Automatisering helpt het besluitvormingsproces te versnellen en te verbeteren. Het
doel van het ICV-project voor de tweede stap is geautomatiseerde communicatie tussen
eenheden, een geautomatiseerde dreigingsanalyse en het geautomatiseerd maken van een
plan hoe de dreiging kan worden bestreden.
Een internationale werkgroep is bezig om technische standaarden te ontwikkelen voor
de communicatie tussen marineschepen.5 Deze standaarden vormen de basis voor een toekomstig EDF-project als vervolg op E-NACSOS
dat aan de geautomatiseerde communicatie, dreigingsanalyse en plan voor inzet vorm
gaat geven. Naar verwachting geeft de EU in 2026 het startsein en de uitvoering is
voorzien voor de periode 2028–2032. Financiële gegevens zijn nog niet bekend. Vervolgens
integreert Defensie, net als bij de eerste stap, met een eigen deelproject de EDF-resultaten
in de ASW-fregatten en gebruikt die bij de bouw van de nieuwe LC-fregatten.
Derde stap: coördinatie van inzet verdediging – De derde stap is vooral van belang voor de nieuwe LC-fregatten. Deze marineschepen
hebben de bewapening die nodig is om vijandelijke doelen op grote afstand te bestrijden.
Op dit moment voert een marineschip alle functies bij de luchtverdediging nog zelf
uit: de sensor om het doel waar te nemen, het afvuren van de luchtdoelraket, en het
geleiden van de luchtdoelraket naar het doel. Het project moet het mogelijk maken
dat de functies van waarnemen, afvuren en geleiden worden vervuld door verschillende
schepen binnen het vlootverband. Concreet: marineschip 1 neemt een dreiging waar,
marineschip 2 vuurt een luchtdoelraket af, en marineschip 3 geleidt de luchtdoelraket
naar het doel. De commandant van het vlootverband coördineert de luchtverdediging
van deze eenheden. Deze taakverdeling zorgt voor een betere en doelmatiger inzet van
de luchtverdedigingsmiddelen van het vlootverband.
Ook voor deze derde stap is een EDF-project in voorbereiding om de inzet van marineschepen
in een netwerk te coördineren. Naar verwachting neemt de EU over enkele jaren een
besluit. Financiële gegevens zijn nog niet bekend. Vervolgens zal Defensie met een
eigen deelproject de resultaten integreren in de nieuwe LC-fregatten.
Verwervingsstrategie
Defensie doet mee aan een lopend EDF-project (E-NACSOS) en streeft naar deelname aan
de twee daarop volgende EDF-projecten waartoe de EU nog moet besluiten. Daarnaast
voert Defensie zelf enkele deelprojecten uit, onder meer om de resultaten van de drie
EDF-projecten te integreren op onze marineschepen. Naar verwachting gaan TNO en Thales
NL een rol spelen bij zowel de EDF-projecten als de deelprojecten van Defensie.

*Inhoud gegevens*:
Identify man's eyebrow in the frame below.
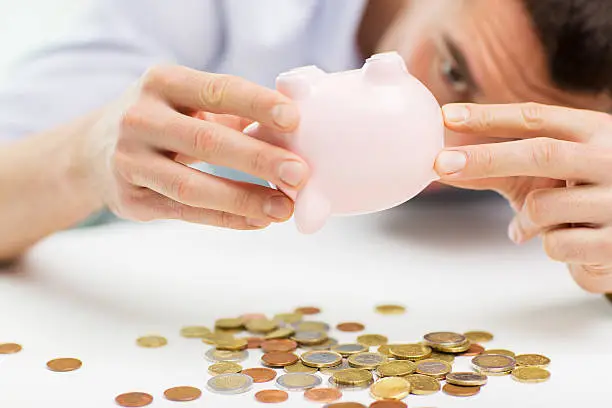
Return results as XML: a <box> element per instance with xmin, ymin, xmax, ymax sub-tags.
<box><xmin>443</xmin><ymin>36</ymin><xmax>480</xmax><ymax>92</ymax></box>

*Opdrachtdoel*:
Neem het stuk uit de bron over dat begint bij "Op dit moment" en eindigt bij "van het vlootverband.", en vervang daarin "vlootverband" door "eskader". De gegevens zijn apart materiaal en staan los van de bron.

*Resultaat opdracht*:
Op dit moment voert een marineschip alle functies bij de luchtverdediging nog zelf
uit: de sensor om het doel waar te nemen, het afvuren van de luchtdoelraket, en het
geleiden van de luchtdoelraket naar het doel. Het project moet het mogelijk maken
dat de functies van waarnemen, afvuren en geleiden worden vervuld door verschillende
schepen binnen het eskader. Concreet: marineschip 1 neemt een dreiging waar,
marineschip 2 vuurt een luchtdoelraket af, en marineschip 3 geleidt de luchtdoelraket
naar het doel. De commandant van het eskader coördineert de luchtverdediging
van deze eenheden. Deze taakverdeling zorgt voor een betere en doelmatiger inzet van
de luchtverdedigingsmiddelen van het eskader.